Stored data
☆ ☆ ☆

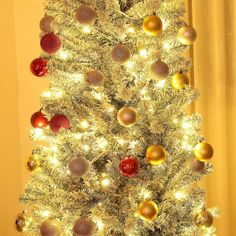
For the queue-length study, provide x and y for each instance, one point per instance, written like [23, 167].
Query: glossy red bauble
[38, 120]
[50, 43]
[39, 67]
[129, 166]
[59, 121]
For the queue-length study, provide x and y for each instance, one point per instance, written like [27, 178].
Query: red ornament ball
[38, 120]
[59, 121]
[39, 67]
[129, 166]
[50, 43]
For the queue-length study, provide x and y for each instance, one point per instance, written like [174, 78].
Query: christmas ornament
[156, 154]
[79, 166]
[204, 218]
[20, 222]
[39, 67]
[49, 228]
[59, 121]
[32, 163]
[120, 53]
[83, 227]
[160, 69]
[127, 116]
[50, 43]
[152, 25]
[187, 35]
[179, 81]
[38, 120]
[45, 24]
[86, 15]
[148, 210]
[129, 166]
[203, 151]
[94, 77]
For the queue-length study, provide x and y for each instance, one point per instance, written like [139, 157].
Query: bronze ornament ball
[86, 15]
[180, 81]
[120, 53]
[84, 227]
[79, 166]
[187, 35]
[127, 116]
[160, 69]
[204, 219]
[152, 25]
[203, 151]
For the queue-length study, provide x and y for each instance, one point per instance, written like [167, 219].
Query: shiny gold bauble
[49, 228]
[94, 77]
[148, 210]
[127, 116]
[203, 151]
[204, 218]
[187, 35]
[120, 53]
[179, 81]
[156, 154]
[152, 25]
[20, 222]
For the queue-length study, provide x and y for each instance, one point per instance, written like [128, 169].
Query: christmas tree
[118, 153]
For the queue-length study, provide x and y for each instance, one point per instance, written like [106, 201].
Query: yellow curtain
[214, 75]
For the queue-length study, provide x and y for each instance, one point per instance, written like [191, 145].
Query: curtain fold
[214, 76]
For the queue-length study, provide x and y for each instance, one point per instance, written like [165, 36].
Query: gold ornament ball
[127, 116]
[86, 15]
[83, 227]
[203, 151]
[204, 218]
[94, 77]
[148, 210]
[152, 25]
[120, 53]
[20, 223]
[49, 228]
[179, 81]
[156, 154]
[187, 35]
[79, 166]
[160, 69]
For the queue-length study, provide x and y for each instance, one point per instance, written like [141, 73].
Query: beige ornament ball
[127, 116]
[120, 53]
[83, 227]
[94, 77]
[86, 15]
[46, 24]
[49, 228]
[160, 69]
[187, 35]
[79, 166]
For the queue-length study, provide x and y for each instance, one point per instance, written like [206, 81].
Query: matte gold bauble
[84, 227]
[152, 25]
[203, 151]
[127, 116]
[148, 210]
[86, 15]
[120, 53]
[187, 35]
[79, 166]
[156, 154]
[94, 77]
[204, 218]
[179, 81]
[49, 228]
[160, 69]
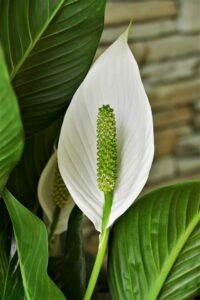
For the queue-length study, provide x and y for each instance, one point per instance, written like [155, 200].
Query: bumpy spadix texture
[106, 149]
[52, 192]
[113, 80]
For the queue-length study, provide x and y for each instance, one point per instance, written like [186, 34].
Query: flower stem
[103, 241]
[56, 215]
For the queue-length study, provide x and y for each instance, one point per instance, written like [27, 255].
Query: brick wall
[165, 40]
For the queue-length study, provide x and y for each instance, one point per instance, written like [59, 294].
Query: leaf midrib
[32, 45]
[6, 280]
[158, 285]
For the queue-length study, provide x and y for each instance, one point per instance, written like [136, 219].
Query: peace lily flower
[54, 196]
[113, 82]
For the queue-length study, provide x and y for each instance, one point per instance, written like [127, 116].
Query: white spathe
[45, 192]
[114, 79]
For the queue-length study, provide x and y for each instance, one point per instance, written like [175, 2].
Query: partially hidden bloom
[113, 80]
[53, 193]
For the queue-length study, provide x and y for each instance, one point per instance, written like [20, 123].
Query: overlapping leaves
[155, 247]
[49, 46]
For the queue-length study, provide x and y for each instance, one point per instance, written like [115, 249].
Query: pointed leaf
[10, 276]
[37, 151]
[31, 241]
[49, 46]
[11, 131]
[68, 269]
[114, 79]
[155, 247]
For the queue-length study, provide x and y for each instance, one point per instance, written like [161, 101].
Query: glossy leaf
[37, 151]
[31, 241]
[10, 276]
[68, 269]
[49, 46]
[11, 131]
[155, 246]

☆ ☆ ☆

From the line with "like [175, 2]." to the final line of the entries above, return every line exactly as written.

» Answer area:
For the queue-length study, provide x and y for each instance, one point per instance, written like [175, 2].
Query: partially hidden bloom
[113, 80]
[53, 193]
For the queue-length study, provide x and y for each instance, one point per instance, written like [20, 123].
Query: overlapping leaves
[155, 247]
[49, 46]
For the queue-length study, provide x and y for each instance, one point per instance, written like [115, 249].
Query: pointed leaf
[10, 276]
[37, 151]
[31, 241]
[49, 46]
[11, 131]
[68, 269]
[114, 79]
[155, 247]
For the queue-length study, provide x and y for each instance, one point per instance, written like [161, 101].
Query: glossy leaf
[37, 151]
[31, 241]
[10, 276]
[68, 269]
[49, 46]
[11, 131]
[155, 246]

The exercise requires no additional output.